> _Texto apresentado_:
[MEMÓRIA#17/OURO
PURO#5] * * * [7/12/2012]
A década de 90 não foi nada fácil
para os fãs de quadrinhos: eu era absolutamente tarado por hqs e não devia
gostar de 90% do que eu lia. Talvez eu reconhecesse a falta de critérios que me
pautava no agir das GRANDES EDITORAS: o controle editorial parecia estar nas
mãos de um adolescente bipolar extremamente temperamental -- criativo como um
funcionário público segunda-feira de manhã antes do cafezinho.
No entanto, até mesmo um ESPASMO
pode virar uma BOA IDEIA – foi o que aconteceu, e com a mesma duração: a linha
MARVEL 2099 foi isso. Esse ponto de vista não é único do meu cérebro PÚBERE:
aparentemente, também é compartido por José Joaquín Rodríguez, da Bibliópolis, que em alguma data longínqua
não especificada dedicou-se a DESTRINCHAR os escassos anos de duração do FUTURO DA MARVEL. Algo que alguém somente poderia fazer por AMOR.
[Não desista; no final do post, tem uma história inédita do Motoqueiro Fantasma 2099 para os PERSISTENTES]
Rodríguez começa explicando
brevemente a origem da linha, um estranho enjambramento de ideias de Stan Lee,
John Byrne e Jim Shooter, para depois descrever o STATUS QUO INICIAL do
universo:
No ano de 2099, os super-heróis eram coisa do passado, igual que hoje
são as legiões romanas, os cruzados e os mosqueteiros. Adorados como mitos, a
sua lenda tinha se convertido na última esperança à que se agarravam os pobres
em um mundo controlado pelas mega-corporações, onde até a segurança pública
tinha sido privatizada.
No primeiro ano de aventuras dos heróis do futuro, foram apresentadas
as fundações do mundo, com um arquiinimigo intocável: Avatar, o presente da
mega-corporação Alchemax. As referências ao misterioso fim dos super-heróis no
final do século XX e o desenvolvimento dos personagens conseguiram atrair um
público surpreso por essas histórias que misturavam com habilidade algumas
convenções do cyberpunk e do gênero
super-heroico.
É isso: um negócio cyberpunk anti-corporativista
particularmente HERMÉTICO -- não no sentido de inacessível, mas pela COERÊNCIA
das equipes criativas envolvidas, destacando-se Peter David [Spiderman 2099] e Warren Ellis [Doom 2099], o que redundou até mesmo em crossovers bacanas, como A Volta dos Deuses [tradução inventada
pela Abril para The Fall of the Hammer]...
Depois de enfrentar com sucesso o primeiro ano no comando da linha,
Joey Cavalieri, o seu editor, decidiu que era hora de mostrar um evento que
unisse todos os heróis desse futuro sinistro. Seguindo a premissa de mostrar
temas da ficção científica, o original crossover que os autores idealizaram tratava do tema da religião e da fé de
2099.
No futuro, a lembrança de Thor e dos deuses nórdicos tinha gerado uma
nova religião que retomava as crenças nórdicas. Conscientes do poder que essa
fé alcançava, as mega-corporações decidiram usar a sua tecnologia para criar
novos deuses nórdicos com os que podia manejar a seu favor a crença das massas.

> _Registros de origem_:
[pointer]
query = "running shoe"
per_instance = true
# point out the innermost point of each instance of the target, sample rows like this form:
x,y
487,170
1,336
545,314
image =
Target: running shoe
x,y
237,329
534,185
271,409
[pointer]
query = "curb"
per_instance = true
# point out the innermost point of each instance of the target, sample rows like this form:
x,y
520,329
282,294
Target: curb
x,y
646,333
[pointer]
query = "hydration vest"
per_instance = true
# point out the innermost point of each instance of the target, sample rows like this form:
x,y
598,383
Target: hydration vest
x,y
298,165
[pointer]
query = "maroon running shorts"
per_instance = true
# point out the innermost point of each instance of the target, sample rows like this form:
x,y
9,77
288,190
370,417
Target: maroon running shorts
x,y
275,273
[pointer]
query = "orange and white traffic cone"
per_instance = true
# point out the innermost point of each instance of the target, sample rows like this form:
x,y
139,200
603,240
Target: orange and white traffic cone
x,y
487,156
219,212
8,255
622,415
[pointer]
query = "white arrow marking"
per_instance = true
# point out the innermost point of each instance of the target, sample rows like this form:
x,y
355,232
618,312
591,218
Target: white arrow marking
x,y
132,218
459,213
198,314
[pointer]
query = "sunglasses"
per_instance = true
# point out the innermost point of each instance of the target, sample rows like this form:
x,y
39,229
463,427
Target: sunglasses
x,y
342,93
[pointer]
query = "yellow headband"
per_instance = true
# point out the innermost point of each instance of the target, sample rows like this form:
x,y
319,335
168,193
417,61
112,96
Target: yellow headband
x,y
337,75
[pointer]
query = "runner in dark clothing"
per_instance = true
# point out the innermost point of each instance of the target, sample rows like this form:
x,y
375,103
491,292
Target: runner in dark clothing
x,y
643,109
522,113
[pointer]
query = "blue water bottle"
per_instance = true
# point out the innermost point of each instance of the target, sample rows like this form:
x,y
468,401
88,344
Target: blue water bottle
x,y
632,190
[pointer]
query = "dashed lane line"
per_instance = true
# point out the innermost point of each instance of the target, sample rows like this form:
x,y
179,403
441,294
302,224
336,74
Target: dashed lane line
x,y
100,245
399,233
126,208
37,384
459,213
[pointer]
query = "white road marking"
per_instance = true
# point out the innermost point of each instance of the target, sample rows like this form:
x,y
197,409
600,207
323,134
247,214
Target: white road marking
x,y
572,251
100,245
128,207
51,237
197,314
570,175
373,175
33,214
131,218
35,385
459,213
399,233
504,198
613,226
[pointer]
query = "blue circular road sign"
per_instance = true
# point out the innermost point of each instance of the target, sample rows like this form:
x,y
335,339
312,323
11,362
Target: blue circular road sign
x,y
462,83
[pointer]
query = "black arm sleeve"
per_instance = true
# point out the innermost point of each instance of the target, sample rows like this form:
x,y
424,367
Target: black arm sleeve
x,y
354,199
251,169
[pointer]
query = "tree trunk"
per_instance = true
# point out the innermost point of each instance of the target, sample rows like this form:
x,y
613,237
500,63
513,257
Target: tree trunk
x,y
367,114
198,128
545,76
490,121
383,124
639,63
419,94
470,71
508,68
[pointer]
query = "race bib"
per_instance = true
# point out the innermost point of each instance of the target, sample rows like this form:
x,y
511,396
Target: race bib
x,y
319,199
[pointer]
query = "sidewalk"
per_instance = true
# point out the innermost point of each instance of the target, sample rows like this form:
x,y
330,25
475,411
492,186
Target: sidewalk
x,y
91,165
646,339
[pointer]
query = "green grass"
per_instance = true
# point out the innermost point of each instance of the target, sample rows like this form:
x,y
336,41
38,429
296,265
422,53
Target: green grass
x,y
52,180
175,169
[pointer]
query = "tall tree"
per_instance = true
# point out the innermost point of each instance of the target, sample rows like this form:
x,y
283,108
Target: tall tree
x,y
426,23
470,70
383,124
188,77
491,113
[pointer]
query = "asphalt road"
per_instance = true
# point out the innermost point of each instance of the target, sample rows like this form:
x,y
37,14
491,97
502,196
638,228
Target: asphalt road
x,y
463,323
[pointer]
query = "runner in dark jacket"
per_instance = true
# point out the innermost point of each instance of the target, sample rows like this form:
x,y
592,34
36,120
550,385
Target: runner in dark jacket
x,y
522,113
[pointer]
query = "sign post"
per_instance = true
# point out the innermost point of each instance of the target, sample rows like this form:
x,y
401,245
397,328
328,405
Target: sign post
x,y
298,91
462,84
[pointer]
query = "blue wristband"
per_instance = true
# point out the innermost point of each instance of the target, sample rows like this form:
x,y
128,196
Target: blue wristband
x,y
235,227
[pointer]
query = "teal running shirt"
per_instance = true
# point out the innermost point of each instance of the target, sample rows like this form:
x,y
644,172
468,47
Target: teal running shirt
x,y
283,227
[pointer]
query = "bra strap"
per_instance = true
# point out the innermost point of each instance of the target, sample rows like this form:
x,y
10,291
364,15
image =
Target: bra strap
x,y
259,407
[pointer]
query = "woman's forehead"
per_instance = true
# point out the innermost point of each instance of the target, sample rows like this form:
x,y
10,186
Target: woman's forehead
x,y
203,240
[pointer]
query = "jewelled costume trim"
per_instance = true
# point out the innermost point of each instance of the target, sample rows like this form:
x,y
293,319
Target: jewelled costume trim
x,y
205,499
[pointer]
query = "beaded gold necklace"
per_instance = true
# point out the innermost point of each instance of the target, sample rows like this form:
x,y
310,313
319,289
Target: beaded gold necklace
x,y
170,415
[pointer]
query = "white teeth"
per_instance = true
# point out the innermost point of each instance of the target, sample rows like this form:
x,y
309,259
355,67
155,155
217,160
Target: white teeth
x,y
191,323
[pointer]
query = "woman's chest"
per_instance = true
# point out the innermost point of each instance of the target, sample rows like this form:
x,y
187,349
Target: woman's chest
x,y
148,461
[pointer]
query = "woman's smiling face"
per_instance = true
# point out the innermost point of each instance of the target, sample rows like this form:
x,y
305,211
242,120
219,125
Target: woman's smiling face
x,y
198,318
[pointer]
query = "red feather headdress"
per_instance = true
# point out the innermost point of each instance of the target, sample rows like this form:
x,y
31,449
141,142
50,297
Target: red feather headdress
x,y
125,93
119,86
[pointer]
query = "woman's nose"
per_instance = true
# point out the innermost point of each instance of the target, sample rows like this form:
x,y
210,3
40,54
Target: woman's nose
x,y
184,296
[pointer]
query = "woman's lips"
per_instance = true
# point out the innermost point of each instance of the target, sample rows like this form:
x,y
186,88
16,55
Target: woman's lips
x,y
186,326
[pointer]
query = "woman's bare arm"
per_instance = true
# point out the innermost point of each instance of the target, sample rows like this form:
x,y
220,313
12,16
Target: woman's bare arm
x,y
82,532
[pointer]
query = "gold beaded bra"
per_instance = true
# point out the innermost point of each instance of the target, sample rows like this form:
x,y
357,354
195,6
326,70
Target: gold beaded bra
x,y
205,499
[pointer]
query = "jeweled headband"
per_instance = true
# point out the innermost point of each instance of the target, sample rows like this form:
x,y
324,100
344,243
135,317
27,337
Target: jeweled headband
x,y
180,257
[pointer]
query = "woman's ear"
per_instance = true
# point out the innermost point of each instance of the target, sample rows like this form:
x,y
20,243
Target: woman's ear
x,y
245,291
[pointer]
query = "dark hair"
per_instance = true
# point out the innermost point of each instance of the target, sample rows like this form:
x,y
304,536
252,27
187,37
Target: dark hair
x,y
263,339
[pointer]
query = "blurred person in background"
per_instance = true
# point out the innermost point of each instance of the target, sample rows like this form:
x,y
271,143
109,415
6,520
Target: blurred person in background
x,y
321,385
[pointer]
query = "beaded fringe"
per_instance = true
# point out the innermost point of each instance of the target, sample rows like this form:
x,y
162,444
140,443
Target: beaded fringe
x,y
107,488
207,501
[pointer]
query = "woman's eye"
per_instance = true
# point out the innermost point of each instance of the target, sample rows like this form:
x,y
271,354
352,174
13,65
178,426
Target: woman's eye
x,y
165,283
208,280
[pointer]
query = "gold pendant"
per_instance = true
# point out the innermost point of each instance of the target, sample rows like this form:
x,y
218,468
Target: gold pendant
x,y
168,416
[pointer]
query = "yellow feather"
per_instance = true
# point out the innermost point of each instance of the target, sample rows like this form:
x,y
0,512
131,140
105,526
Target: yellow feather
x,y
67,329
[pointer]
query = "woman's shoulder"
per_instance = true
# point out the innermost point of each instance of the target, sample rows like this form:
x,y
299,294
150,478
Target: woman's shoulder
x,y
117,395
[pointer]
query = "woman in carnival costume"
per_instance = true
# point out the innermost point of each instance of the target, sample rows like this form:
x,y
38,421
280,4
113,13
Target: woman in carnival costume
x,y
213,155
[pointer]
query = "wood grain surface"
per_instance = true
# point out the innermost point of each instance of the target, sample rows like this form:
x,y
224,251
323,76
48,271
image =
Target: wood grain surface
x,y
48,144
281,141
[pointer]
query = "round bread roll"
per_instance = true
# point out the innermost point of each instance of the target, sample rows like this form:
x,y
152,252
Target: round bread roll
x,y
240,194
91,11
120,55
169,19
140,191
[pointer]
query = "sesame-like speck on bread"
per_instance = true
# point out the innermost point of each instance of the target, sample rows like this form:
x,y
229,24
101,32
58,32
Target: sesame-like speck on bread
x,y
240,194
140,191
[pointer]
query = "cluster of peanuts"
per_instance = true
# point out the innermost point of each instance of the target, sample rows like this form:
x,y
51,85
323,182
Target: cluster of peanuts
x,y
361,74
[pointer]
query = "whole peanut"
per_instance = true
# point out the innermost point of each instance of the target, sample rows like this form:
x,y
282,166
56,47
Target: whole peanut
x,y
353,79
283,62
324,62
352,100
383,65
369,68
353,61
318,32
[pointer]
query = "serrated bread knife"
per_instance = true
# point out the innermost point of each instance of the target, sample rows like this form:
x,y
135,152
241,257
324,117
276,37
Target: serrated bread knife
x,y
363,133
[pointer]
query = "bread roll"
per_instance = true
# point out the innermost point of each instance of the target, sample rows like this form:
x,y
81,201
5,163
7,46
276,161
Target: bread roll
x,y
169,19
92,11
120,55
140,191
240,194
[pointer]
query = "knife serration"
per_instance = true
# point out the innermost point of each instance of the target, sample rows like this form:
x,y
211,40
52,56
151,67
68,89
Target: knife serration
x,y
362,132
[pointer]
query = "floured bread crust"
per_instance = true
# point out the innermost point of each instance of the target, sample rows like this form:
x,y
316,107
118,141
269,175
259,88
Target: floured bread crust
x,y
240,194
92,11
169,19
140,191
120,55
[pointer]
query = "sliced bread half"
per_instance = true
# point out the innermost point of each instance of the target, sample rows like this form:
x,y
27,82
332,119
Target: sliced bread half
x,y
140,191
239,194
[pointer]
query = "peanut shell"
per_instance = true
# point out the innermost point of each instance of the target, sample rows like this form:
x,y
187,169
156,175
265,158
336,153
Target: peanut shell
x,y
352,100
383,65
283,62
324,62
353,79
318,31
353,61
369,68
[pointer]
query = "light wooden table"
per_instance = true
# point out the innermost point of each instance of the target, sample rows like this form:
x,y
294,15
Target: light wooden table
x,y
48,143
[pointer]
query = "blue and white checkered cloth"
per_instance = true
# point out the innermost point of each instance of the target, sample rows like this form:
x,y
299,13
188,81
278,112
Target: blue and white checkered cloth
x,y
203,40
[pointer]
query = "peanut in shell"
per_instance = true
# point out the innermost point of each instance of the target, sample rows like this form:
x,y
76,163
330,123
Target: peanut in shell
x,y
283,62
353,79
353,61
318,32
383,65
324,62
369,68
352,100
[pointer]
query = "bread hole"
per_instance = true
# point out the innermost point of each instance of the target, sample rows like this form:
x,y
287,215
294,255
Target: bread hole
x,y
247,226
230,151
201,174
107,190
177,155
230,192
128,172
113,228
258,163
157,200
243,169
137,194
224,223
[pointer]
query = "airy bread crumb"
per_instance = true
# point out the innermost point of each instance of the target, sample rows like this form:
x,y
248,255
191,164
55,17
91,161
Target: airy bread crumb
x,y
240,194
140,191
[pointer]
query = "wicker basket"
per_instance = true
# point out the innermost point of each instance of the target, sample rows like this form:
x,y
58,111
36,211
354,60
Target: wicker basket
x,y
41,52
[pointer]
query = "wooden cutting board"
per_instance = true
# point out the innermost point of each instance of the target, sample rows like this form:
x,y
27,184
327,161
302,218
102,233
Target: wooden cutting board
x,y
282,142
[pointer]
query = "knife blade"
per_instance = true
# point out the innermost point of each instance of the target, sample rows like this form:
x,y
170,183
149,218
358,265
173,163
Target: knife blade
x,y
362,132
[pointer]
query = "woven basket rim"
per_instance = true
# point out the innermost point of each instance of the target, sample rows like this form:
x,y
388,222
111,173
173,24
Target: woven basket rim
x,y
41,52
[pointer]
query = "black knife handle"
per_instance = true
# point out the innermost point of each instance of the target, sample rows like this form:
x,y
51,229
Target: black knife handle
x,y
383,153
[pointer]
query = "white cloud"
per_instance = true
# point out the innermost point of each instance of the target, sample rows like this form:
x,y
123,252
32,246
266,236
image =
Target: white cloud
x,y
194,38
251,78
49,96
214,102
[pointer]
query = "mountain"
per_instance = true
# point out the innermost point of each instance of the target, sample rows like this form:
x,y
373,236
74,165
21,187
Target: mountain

> _Tarefas a cumprir_:
**a)** De acordo com o texto sobre a linha Marvel 2099, quem era o editor dessa linha?
**b)** Extraia dos registros todas as linhas que contêm a palavra "sesame".
O texto e os registros não têm nenhuma relação entre si.

> _Respostas por tarefa_:
**a)** Joey Cavalieri.

**b)**
query = "sesame-like speck on bread"
Target: sesame-like speck on bread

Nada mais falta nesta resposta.